* Tekstfragment *
U allen weet dat het politievak niet zonder risico's is. De politie zet
zich in voor onze veiligheid. Zij staat vaak in de frontlinie, is het
eerst ter plaatse en loopt zelf risico's om óns ervoor te behoeden.
Natuurlijk weten we dat, maar het fatale bericht komt altijd
onverwacht. De prijs die de directe nabestaanden moeten betalen is
altijd te hoog. Dat mogen we niet vergeten.
Bij iedere naam die wordt bijgeschreven in de Tuin van Bezinning moeten
we ons afvragen: was dit te voorkomen? Iedere naam staat voor een ander
verhaal. Een verkeersongeval, een verdrinking, een schietincident. De
omstandigheden verschillen keer op keer, en ieder incident moeten we
oppakken in het streven naar een veilige politietaak. Of dit nu te
maken heeft met zichtbaarheid in het verkeer; een veilig uniform, de
omgang met wapens, of het verhogen van de weerbaarheid tegen agressie
en geweld.
De actualiteit leert ons helaas dat de agressie en geweld een breed
maatschappelijk verschijnsel is waar ook andere hulpverleners mee te
maken hebben. Vorig jaar had het merendeel van de
politiefunctionarissen te maken met een vorm van agressie.

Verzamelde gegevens

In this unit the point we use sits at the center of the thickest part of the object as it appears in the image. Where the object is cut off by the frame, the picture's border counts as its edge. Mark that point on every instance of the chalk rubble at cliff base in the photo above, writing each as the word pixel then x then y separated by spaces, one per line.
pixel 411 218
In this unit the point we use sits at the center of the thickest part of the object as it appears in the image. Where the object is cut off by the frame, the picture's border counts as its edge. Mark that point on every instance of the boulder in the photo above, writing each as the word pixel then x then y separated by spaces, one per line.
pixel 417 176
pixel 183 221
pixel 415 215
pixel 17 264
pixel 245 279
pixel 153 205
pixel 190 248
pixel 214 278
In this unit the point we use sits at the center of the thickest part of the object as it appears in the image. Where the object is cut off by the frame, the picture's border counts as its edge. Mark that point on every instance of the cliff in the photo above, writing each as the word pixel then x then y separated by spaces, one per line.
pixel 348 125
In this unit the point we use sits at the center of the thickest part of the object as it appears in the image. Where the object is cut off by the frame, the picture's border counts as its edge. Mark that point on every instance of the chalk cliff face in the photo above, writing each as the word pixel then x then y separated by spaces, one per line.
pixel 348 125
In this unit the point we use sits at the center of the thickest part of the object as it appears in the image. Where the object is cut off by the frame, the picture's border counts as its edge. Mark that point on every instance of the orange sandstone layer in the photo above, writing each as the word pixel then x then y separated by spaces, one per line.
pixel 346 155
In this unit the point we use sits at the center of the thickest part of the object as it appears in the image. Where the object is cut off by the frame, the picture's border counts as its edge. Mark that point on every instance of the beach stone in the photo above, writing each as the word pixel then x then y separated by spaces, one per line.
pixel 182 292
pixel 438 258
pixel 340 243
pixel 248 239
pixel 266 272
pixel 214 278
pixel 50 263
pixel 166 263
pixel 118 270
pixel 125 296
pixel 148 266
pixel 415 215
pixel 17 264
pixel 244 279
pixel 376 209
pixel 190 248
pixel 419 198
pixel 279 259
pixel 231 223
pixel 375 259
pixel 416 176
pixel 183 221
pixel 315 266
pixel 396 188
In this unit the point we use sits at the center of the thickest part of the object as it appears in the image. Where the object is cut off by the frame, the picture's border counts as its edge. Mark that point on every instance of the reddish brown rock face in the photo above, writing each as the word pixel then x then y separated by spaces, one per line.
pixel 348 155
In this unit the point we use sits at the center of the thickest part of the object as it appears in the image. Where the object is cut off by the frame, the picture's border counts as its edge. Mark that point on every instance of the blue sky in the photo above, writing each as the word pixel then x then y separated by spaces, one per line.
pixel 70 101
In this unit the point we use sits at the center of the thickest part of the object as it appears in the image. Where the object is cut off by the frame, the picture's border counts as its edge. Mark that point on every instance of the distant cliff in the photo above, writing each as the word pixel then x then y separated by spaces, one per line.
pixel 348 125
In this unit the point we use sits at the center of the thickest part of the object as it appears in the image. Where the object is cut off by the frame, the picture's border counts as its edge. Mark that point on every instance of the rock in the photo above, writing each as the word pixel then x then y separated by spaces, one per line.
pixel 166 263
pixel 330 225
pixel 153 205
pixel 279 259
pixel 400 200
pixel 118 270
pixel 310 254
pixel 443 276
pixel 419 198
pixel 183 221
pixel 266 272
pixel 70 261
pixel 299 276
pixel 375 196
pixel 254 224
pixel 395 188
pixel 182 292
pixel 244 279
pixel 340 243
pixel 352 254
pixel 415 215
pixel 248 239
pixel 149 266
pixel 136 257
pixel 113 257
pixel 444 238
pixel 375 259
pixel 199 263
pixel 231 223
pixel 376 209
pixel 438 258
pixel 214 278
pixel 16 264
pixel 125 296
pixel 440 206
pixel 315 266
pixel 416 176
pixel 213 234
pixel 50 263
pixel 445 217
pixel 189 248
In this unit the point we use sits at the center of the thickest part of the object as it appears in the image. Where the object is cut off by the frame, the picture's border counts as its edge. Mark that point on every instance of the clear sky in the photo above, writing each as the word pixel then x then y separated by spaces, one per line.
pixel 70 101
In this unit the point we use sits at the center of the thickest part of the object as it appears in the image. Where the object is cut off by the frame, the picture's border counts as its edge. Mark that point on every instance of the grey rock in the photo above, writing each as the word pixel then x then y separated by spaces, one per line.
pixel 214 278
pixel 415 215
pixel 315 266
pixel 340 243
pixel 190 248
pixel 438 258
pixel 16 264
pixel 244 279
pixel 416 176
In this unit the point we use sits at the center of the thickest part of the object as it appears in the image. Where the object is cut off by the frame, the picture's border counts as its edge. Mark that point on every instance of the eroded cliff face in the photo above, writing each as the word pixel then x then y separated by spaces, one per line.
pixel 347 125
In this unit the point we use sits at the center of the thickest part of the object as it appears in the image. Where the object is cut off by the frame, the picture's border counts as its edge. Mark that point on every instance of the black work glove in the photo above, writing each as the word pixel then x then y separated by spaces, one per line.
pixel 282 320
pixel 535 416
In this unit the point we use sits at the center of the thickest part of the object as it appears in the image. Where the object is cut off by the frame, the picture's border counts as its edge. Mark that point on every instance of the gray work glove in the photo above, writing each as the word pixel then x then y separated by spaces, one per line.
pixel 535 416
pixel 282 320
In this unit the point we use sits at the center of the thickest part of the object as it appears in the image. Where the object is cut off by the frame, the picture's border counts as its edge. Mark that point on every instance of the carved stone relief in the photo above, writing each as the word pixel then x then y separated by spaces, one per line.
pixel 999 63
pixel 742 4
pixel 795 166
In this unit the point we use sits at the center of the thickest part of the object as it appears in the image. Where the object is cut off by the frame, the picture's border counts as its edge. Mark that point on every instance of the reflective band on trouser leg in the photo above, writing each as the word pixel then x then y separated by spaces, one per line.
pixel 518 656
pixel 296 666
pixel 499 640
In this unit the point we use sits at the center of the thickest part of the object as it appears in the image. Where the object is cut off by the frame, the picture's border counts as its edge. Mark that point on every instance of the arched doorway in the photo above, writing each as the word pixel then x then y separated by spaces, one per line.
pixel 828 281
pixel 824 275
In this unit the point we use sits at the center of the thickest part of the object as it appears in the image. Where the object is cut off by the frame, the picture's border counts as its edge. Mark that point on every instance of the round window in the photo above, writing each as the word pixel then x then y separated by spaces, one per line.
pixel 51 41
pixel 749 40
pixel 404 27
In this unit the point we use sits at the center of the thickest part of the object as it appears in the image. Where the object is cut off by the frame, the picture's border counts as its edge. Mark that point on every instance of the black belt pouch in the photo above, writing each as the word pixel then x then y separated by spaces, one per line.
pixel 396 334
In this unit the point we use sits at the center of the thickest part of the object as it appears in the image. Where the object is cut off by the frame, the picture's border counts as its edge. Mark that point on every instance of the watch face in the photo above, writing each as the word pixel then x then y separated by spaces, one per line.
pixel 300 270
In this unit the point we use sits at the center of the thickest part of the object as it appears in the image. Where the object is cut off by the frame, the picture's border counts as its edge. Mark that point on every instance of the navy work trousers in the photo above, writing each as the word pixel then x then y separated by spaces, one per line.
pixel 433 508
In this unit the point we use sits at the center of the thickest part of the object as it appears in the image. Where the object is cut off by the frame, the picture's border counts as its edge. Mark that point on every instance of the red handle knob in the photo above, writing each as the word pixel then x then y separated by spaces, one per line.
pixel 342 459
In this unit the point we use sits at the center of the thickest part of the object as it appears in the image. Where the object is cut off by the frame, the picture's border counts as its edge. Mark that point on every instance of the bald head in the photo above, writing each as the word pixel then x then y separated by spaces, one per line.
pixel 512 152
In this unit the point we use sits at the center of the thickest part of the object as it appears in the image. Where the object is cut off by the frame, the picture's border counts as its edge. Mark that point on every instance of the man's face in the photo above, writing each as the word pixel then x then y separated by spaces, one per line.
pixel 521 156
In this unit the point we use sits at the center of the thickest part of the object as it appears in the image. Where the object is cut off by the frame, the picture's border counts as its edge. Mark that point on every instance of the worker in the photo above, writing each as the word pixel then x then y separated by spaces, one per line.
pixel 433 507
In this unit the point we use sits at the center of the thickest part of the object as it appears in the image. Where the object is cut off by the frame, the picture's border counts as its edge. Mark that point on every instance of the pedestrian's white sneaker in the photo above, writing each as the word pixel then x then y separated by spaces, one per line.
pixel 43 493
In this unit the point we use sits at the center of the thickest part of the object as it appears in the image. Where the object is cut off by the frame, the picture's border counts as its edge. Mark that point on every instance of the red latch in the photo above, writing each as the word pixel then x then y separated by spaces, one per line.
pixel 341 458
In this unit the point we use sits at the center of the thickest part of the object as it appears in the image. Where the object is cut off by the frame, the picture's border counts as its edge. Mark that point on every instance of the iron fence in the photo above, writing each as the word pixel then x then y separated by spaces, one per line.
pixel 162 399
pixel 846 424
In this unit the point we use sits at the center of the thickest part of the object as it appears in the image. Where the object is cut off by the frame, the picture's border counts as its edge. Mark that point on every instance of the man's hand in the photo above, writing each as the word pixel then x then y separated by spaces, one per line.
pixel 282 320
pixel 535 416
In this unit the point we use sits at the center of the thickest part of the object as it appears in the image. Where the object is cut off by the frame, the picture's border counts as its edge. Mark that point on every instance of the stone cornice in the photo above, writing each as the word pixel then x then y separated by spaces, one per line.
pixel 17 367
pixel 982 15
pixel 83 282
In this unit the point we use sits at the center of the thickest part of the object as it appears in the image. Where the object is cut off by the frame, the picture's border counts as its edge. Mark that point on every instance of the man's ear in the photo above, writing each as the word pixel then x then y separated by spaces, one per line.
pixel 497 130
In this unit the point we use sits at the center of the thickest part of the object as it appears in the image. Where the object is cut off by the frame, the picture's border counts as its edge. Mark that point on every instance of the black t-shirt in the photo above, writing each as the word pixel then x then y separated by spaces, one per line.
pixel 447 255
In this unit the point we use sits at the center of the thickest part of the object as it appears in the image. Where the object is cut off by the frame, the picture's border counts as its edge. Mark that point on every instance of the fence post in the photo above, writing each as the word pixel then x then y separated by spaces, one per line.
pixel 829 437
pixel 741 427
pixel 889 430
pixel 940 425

* Schriftelijke opdracht 1 *
Welke drie soorten incidenten noemt het tekstfragment over de risico's van het politievak als voorbeeld?
* Schriftelijke opdracht 2 *
Vertaal de zin "De prijs die de directe nabestaanden moeten betalen is altijd te hoog." uit het tekstfragment over het politievak in het Engels.
* Schriftelijke opdracht 3 *
Pak de tekst over de risico's van het politievak op na de laatste zin en schrijf hem in dezelfde toon verder.
De rijen zijn voor deze opdrachten niet nodig.

* Antwoord 1 *
Een verkeersongeval, een verdrinking en een schietincident.

* Antwoord 2 *
The price that the immediate next of kin have to pay is always too high.

* Antwoord 3 *
We besteden veel aandacht aan een stevige aanpak van de daders, een
alerte houding van de leidinggevenden, en trainingen van het personeel.
We zien daarin verbetering.
Onderzoek leert ons ook dat nog veel politiefunctionarissen onvoldoende
op de hoogte zijn van maatregelen die hun werkgever neemt, zoals
trainingen en registratie. Daar liggen dus nog mogelijkheden om het vak
veiliger te maken.
Een bezinningsbijeenkomst als vandaag doet je beseffen dat je nooit
genoeg kunt investeren in veiligheid.
Niemand wil dat een politiemedewerker onnodig risico's loopt.
Want de risico's die onvermijdelijk zijn, zijn al groot genoeg.
Dat bewijzen al deze namen om ons heen.
Zij staan vandaag midden in onze gedachten.
Het zijn onze mensen, we zullen ze niet vergeten.